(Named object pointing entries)
::::
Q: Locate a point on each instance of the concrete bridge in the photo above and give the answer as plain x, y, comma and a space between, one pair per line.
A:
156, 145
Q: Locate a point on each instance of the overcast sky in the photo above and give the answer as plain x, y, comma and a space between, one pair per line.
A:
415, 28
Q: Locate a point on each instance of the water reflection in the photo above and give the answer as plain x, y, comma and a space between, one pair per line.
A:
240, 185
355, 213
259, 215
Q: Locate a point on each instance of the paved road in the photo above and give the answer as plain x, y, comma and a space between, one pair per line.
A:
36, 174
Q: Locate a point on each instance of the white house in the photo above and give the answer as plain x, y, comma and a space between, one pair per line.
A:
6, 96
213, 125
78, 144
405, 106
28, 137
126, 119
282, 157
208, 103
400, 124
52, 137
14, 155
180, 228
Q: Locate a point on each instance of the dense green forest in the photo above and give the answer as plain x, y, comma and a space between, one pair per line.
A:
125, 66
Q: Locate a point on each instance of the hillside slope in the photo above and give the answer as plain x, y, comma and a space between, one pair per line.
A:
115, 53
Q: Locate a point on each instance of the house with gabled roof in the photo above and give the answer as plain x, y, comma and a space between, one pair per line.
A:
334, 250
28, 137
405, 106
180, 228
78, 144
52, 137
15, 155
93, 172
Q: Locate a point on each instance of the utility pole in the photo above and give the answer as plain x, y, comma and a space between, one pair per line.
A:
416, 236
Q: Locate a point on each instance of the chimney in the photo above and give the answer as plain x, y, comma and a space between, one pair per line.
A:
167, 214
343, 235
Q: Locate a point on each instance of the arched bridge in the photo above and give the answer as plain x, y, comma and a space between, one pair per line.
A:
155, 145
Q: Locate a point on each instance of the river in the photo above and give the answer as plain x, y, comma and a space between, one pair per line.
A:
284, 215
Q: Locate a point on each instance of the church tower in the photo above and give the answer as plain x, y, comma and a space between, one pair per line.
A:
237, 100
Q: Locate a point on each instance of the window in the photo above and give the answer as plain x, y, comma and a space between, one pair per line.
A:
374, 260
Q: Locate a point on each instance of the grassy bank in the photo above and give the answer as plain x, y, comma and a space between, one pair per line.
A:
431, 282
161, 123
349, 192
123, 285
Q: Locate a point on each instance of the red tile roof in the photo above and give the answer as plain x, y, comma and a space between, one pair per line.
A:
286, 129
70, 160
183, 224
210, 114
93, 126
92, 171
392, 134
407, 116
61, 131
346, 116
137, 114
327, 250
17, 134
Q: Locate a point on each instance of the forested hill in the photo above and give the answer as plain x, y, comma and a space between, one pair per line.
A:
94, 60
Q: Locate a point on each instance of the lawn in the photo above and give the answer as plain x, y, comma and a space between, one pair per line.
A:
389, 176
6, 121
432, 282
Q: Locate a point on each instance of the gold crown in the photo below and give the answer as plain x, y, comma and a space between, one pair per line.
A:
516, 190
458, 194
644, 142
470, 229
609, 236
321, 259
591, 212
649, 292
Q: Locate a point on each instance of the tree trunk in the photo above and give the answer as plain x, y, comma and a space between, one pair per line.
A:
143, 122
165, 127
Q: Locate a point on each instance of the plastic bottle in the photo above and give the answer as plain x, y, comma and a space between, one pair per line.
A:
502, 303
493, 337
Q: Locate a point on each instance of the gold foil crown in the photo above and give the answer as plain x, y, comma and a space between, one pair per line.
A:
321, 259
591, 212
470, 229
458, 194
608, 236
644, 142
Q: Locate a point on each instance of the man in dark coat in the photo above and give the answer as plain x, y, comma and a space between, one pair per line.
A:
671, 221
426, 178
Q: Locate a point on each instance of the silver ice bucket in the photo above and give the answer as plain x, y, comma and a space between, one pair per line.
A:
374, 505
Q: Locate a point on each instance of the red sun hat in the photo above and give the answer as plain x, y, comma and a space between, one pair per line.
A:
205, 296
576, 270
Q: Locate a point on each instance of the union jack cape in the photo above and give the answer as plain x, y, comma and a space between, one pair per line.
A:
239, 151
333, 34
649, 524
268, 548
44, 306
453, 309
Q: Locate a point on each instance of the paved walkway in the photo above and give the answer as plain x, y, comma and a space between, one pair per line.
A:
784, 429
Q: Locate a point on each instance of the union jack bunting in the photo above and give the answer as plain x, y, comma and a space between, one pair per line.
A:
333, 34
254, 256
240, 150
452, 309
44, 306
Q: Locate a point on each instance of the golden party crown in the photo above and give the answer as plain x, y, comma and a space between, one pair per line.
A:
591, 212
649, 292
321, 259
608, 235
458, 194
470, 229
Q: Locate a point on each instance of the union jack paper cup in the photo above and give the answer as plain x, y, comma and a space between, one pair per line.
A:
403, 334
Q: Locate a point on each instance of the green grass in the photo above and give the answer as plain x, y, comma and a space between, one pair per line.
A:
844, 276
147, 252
::::
Write out every line of the material again, exactly as it reads.

ANSWER TO THE PROBLEM:
Q: Locate a point on each instance of the concrete bridge in the photo above and give the answer as plain x, y, comma and a space between, one pair per line.
A:
156, 145
Q: Locate a point on each instance of the overcast sky in the photo above and give the answer as plain x, y, comma and a space between, one pair per line.
A:
415, 28
Q: Locate a point on each instance of the water reflection in the photo above and give the answer as plain x, y, comma and a space between, one pair per line.
A:
240, 185
355, 213
259, 215
Q: Locate a point on each instance of the paved road in the photo above and give the answer as plain x, y, comma and a space between, one pair per line.
A:
36, 174
Q: Locate a point on each instance of the white house in the photo above and give the answer as plain x, y, comma and a space between, one pair per line.
A:
6, 96
213, 125
78, 144
405, 106
28, 137
126, 119
282, 157
208, 103
400, 124
52, 137
14, 155
180, 228
Q: Locate a point on each instance of the dense green forest in the photo above and give the answer as plain x, y, comma and a space between, one pair per line.
A:
125, 66
Q: Locate a point on each instance of the hillside slope in the photo above and give the answer as plain x, y, comma and a space between, one pair per line.
A:
115, 53
Q: Locate a point on each instance of the house with gabled roof in the photo above and give the answer as plain x, y, comma and a space between, one pair per line.
A:
334, 250
28, 137
405, 106
180, 228
78, 144
52, 137
15, 155
93, 172
Q: Locate a point on each instance of the utility pole in the photo above and give the answer as plain x, y, comma and a space between, one pair per line.
A:
416, 236
Q: Locate a point on each instance of the chimney in the photo above and give the answer as plain x, y, comma and a space between, one pair per line.
A:
167, 214
343, 235
Q: Locate a point on each instance of the arched bridge in the photo above and give the answer as plain x, y, comma and a space between, one pair per line.
A:
155, 145
Q: Locate a point on each instance of the river in the photo above and give the answer as plain x, y, comma and a space between, one pair per line.
A:
284, 215
Q: Locate a point on each instance of the church tower in the photo above and give the answer as plain x, y, comma and a space between, one pair per line.
A:
237, 100
Q: Locate a point on each instance of the window in the photo above and give the answer as plain x, y, comma and a space between, one pair per line.
A:
374, 260
Q: Locate a point on each instance of the grassy bank in the photo above and give the answer as plain x, y, comma and a space between, one pair per line.
A:
431, 282
161, 123
349, 192
123, 285
Q: Locate a point on each instance of the red tile roof in the photo above and give the answer as plain x, y, comma and a space between, one pair per line.
A:
286, 129
70, 160
183, 224
210, 114
93, 126
92, 171
392, 134
407, 116
61, 131
346, 116
137, 114
327, 250
17, 134
Q: Locate a point on each instance of the forested hill in the photo above and give the answer as plain x, y, comma and a space between, one pair per line.
A:
94, 60
Q: Locate a point on each instance of the lawn in the photo above and give the answer as plain x, y, comma and a space between, one pair per line.
A:
389, 176
6, 121
432, 282
Q: Locate a point on each instance of the gold crown in the photo below and give the answer as plain x, y, comma and a space between, one pair per line.
A:
516, 190
458, 194
644, 142
470, 229
609, 236
321, 259
591, 212
649, 292
Q: Locate a point on each instance of the tree trunk in the photo above and give the answer as plain x, y, comma and a space between, one pair per line.
A:
143, 122
165, 127
Q: Locate a point on each instance of the plastic bottle in the photo above and give the answer as plain x, y, comma and a space between, one pair per line.
A:
502, 303
493, 337
Q: Locate a point on each instance of the gold foil crown in the photo above and give the answer as plain x, y, comma and a space between, one pair per line.
A:
321, 259
591, 212
470, 229
458, 194
608, 236
644, 142
Q: Locate a point on each instance of the man in dark coat in the photo above and give the answer as plain x, y, comma and a space between, one pair per line.
A:
671, 221
426, 178
Q: Locate a point on each instance of the silver ice bucket in the photo above and give the answer as plain x, y, comma and a space between, one pair per line.
A:
374, 505
Q: Locate a point on each instance of the red sun hat in the photo above and give the answer as plain x, y, comma and a space between, one pair per line.
A:
205, 296
576, 270
Q: Locate a point on each instance of the union jack cape in the photo above and give the answer as plain x, y, comma and a space between, one pair per line.
A:
239, 151
333, 34
649, 524
268, 548
44, 306
453, 309
Q: Locate a point on each instance of the paved walkway in the photo above and give the answer as plain x, y, comma and a space between, one pair per line.
A:
784, 429
Q: Locate a point on each instance of the union jack bunting in the photo above and give the answer as plain x, y, comma and a space between, one pair per line.
A:
333, 34
254, 256
240, 150
452, 309
44, 306
Q: Locate a point on each instance of the golden party crown in the photo above and give the answer as plain x, y, comma and a space between, one pair per line.
A:
591, 212
649, 292
321, 259
608, 235
458, 194
470, 229
Q: Locate a point on each instance of the union jack paper cup in the photo above and give the answer as plain x, y, comma and a space between, one pair per line.
A:
403, 334
Q: Locate a point on each instance of the green grass in the photo above and give the answer as plain x, y, comma and a space between, one pair per line.
A:
844, 276
147, 252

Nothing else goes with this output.